__DATASET EXTRACT__.
»»

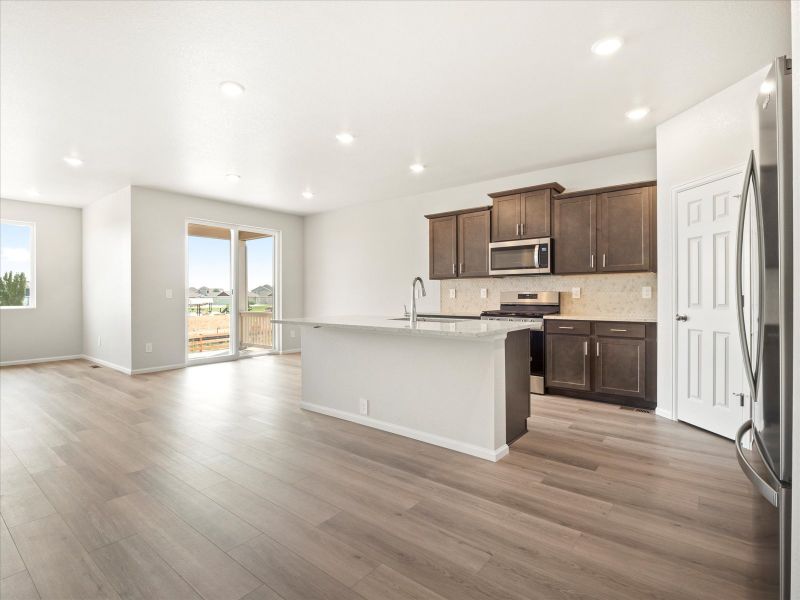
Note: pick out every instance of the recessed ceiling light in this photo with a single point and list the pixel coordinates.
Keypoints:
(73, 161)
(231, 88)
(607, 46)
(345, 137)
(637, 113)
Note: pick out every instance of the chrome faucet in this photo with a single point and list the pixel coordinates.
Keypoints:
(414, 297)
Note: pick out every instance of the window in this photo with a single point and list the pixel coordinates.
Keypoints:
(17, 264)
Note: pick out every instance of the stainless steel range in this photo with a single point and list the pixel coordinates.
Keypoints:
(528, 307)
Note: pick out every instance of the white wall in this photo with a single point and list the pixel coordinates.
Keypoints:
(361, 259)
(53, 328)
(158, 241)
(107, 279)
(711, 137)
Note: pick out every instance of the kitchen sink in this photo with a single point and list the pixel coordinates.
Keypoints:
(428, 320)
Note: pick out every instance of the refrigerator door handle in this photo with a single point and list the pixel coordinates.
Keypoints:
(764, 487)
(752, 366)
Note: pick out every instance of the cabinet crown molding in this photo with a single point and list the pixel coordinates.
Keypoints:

««

Write out every line of the listing above as a numbered list with blank lines dropped, and leave the pictures out.

1. Note: pick out every instance of the recessed ceiling light in this photo with a single point and list the pixel coordinates.
2. Keypoints:
3. (73, 161)
4. (231, 88)
5. (607, 46)
6. (345, 137)
7. (637, 113)
8. Note: pick out every instance of the chrome faucet in this photo with a single point and list the pixel coordinates.
9. Keypoints:
10. (414, 297)
11. Note: pick out every instance of the window in this photo with a single point and list the pixel coordinates.
12. Keypoints:
13. (17, 264)
14. Note: pick out every instance of the stainless steel range in this photo with a single point and list the pixel coordinates.
15. Keypoints:
16. (528, 307)
17. Note: pick out every instance of the white wall in this photo with a single point and list the pixel coordinates.
18. Keypoints:
19. (361, 259)
20. (53, 328)
21. (158, 241)
22. (107, 279)
23. (711, 137)
24. Note: pick out every instance of the kitchen sink in this photo with a single point and list the pixel coordinates.
25. Keypoints:
26. (428, 320)
27. Note: pick out every instance of the refrigerator door handle in this photo with a single point and list the pixel coordinates.
28. Keypoints:
29. (764, 487)
30. (752, 366)
31. Note: pick out every instance of the cabinet crown molding in this photo with a single point and list the pixel coordinates.
32. Keypoints:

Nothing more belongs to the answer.